_Passage_
## BEGIN
I'm trying to create a regex which will do the following:
Name description: "QUARTERLY PATCH FOR XAQE (JUL 2013 - 11.2.0.3.20) : (125546467)"
Val version : 11.2.0.3.4
In order to output:
"Name, 11.2.0.3.20"
"Val, 11.2.0.3.4"
I have created the following regex: /^([\w]+).*([\d\.\d]+).*/, but it is only matching the last number in the 2nd group, i.e. in 11.2.0.3.4 it will only match 4. Could anyone help?
Also, there could be more than the two lines given above, so it needs to account for arbitrary lines where the version number could be anywhere in the line.
You can use a one-liner for this as well:
perl -lne '/(\w+).*?(\d+(\.\d+)+)/; print "$1, $2"' <filename>
__END__
Name, 11.2.0.3.20
Val, 11.2.0.3.4
If you are only planning for the output and not doing any processing over the captured groups, then this will do:
$str =~ s/([\n\r]|^)(Name|Val).*?(\d+(\.\d+)+).*/$1"$2, $3"/g;
Your problem is that .* is greedy and will consume as much as it can whilst the pattern still matches. One solution is to make is lazy .*?
Also [\d\.\d]+ means match one of \d, \. and \d, so it's the same as [\d.]+ which isn't what you want since it would match "2013" in the first line. \d+(\.\d+)+ is more suitable.
After those 2 changes you have:
^([\w]+).*?(\d+(\.\d+)+).*
RegExr
## END
_Information supplied_
## BEGIN
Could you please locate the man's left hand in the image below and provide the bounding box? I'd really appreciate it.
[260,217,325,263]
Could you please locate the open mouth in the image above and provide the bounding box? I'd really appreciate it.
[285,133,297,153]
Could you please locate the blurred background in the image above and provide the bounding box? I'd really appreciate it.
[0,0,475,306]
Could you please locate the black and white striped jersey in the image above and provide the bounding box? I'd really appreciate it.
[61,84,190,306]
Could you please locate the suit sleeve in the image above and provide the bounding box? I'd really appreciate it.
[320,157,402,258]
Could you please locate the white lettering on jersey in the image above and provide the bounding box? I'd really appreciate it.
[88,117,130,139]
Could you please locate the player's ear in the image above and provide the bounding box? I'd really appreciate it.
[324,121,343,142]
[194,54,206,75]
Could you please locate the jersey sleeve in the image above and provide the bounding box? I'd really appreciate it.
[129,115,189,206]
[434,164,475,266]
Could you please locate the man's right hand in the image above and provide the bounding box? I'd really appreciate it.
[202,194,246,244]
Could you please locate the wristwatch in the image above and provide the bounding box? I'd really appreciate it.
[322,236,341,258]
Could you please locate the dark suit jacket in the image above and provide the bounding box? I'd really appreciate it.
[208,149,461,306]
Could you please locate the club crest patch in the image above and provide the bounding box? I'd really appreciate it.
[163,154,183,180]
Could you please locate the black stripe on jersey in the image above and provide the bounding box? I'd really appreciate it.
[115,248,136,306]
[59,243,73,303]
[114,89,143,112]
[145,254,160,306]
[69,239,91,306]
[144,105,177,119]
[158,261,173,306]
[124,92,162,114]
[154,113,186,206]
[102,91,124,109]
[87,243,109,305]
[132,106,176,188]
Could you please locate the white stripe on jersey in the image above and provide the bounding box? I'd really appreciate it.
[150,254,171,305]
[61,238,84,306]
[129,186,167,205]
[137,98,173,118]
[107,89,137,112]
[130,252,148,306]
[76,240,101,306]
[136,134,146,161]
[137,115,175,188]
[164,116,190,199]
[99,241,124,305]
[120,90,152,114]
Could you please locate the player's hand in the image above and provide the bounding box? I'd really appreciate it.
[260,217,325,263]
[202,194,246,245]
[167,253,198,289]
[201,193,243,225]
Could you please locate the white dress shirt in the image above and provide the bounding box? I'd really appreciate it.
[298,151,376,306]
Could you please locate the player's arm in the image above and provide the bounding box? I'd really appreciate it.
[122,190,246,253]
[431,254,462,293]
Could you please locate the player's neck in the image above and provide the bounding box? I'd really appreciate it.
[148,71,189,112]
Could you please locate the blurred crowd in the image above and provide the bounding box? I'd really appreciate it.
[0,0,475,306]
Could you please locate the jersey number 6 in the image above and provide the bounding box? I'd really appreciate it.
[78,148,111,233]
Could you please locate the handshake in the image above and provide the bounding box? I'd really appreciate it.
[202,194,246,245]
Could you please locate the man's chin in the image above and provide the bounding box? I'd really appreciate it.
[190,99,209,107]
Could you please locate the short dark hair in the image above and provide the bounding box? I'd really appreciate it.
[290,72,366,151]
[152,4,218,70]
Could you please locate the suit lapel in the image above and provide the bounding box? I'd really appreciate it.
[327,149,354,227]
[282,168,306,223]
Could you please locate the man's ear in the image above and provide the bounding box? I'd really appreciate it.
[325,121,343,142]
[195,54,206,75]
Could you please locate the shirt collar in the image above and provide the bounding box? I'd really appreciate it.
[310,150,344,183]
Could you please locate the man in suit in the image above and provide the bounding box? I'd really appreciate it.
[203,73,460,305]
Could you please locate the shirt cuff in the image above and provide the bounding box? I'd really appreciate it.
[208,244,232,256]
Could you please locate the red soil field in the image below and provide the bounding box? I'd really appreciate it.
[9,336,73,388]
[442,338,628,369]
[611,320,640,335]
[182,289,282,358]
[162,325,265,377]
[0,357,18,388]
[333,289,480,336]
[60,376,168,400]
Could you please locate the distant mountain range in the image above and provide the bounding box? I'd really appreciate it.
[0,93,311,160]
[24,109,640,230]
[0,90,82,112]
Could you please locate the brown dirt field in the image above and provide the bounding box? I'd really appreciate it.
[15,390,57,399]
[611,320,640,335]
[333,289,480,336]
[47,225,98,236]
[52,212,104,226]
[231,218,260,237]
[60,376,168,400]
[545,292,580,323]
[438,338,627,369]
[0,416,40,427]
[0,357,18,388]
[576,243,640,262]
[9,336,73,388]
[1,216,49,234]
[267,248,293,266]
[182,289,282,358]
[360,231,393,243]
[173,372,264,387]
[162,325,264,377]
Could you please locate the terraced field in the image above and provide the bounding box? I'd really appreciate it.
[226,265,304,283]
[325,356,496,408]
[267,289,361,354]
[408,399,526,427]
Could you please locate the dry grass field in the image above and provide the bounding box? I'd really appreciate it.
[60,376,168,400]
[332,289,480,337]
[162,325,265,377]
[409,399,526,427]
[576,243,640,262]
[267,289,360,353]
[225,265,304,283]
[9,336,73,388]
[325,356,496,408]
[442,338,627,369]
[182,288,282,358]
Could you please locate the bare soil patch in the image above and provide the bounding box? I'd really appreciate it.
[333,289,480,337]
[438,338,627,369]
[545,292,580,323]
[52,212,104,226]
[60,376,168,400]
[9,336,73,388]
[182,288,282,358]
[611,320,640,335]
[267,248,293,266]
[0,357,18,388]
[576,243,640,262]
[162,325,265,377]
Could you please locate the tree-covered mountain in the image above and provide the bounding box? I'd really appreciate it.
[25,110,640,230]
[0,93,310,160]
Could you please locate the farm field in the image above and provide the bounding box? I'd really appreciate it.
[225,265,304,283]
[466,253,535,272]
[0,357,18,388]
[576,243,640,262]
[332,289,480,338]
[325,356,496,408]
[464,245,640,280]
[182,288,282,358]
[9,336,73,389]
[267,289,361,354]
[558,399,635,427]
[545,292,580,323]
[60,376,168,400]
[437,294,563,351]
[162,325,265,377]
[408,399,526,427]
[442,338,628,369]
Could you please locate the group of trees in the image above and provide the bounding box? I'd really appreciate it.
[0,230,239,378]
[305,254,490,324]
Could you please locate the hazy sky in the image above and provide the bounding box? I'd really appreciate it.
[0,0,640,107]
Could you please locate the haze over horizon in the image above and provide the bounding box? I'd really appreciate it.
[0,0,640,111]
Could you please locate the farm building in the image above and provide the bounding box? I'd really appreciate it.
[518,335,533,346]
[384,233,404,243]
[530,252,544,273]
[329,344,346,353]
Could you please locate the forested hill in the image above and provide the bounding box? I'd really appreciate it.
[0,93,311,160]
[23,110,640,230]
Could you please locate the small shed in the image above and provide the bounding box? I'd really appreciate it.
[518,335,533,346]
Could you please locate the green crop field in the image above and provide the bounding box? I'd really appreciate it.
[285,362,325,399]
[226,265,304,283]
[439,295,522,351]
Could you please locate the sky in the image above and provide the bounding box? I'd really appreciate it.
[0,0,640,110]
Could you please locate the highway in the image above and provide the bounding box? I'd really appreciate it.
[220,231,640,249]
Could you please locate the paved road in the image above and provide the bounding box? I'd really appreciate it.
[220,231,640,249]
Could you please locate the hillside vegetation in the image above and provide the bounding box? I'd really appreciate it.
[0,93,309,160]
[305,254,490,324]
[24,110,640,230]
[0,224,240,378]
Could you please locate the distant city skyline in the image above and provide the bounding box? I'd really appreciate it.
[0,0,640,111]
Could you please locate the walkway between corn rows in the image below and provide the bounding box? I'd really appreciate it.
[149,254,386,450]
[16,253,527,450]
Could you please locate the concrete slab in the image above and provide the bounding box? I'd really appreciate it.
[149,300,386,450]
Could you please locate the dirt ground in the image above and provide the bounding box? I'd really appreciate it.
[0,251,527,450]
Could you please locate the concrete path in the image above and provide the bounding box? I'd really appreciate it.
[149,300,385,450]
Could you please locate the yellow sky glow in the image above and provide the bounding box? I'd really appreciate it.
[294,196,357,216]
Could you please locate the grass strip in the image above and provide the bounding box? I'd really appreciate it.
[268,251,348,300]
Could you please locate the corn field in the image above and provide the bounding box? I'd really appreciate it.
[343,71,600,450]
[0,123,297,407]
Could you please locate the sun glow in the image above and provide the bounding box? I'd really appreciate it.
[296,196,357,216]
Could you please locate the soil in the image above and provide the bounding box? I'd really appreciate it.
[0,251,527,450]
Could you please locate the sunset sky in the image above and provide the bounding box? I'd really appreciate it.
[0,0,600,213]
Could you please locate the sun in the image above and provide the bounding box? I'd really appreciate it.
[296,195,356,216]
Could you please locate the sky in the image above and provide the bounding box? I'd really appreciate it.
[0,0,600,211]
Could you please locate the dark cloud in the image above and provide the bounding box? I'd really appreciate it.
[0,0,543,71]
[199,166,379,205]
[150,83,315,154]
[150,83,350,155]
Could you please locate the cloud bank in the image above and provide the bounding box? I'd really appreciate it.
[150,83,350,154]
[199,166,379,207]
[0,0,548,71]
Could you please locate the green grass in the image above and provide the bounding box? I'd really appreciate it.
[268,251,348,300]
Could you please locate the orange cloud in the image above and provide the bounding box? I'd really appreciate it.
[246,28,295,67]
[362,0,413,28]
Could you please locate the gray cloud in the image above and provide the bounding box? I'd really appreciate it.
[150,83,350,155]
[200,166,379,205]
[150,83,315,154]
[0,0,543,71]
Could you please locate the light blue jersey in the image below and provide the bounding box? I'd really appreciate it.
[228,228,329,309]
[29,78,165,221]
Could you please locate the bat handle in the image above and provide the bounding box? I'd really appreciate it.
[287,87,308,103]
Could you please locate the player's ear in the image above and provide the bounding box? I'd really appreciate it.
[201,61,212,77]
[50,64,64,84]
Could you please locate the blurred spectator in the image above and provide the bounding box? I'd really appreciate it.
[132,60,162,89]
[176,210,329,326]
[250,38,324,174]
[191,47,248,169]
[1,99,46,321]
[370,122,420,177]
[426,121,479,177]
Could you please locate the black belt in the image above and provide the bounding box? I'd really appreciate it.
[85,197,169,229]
## END
_Written instruction 1_
Rewrite the paragraph of the regex thread that begins "Also [\d\.\d]+ means" as a short bulleted list that keeps its main facts.
_Written instruction 2_
Transcribe the part of the regex thread from "Val version : 11.2.0.3.4" to "Could anyone help?" character for character.
The lines are separate material and have nothing to do with the regex thread.

_Worked solution 1_
- [\d\.\d]+ means match one of \d, \. and \d, so it is the same as [\d.]+.
- That isn't what's wanted, since it would match "2013" in the first line.
- \d+(\.\d+)+ is more suitable.

_Worked solution 2_
Val version : 11.2.0.3.4
In order to output:
"Name, 11.2.0.3.20"
"Val, 11.2.0.3.4"
I have created the following regex: /^([\w]+).*([\d\.\d]+).*/, but it is only matching the last number in the 2nd group, i.e. in 11.2.0.3.4 it will only match 4. Could anyone help?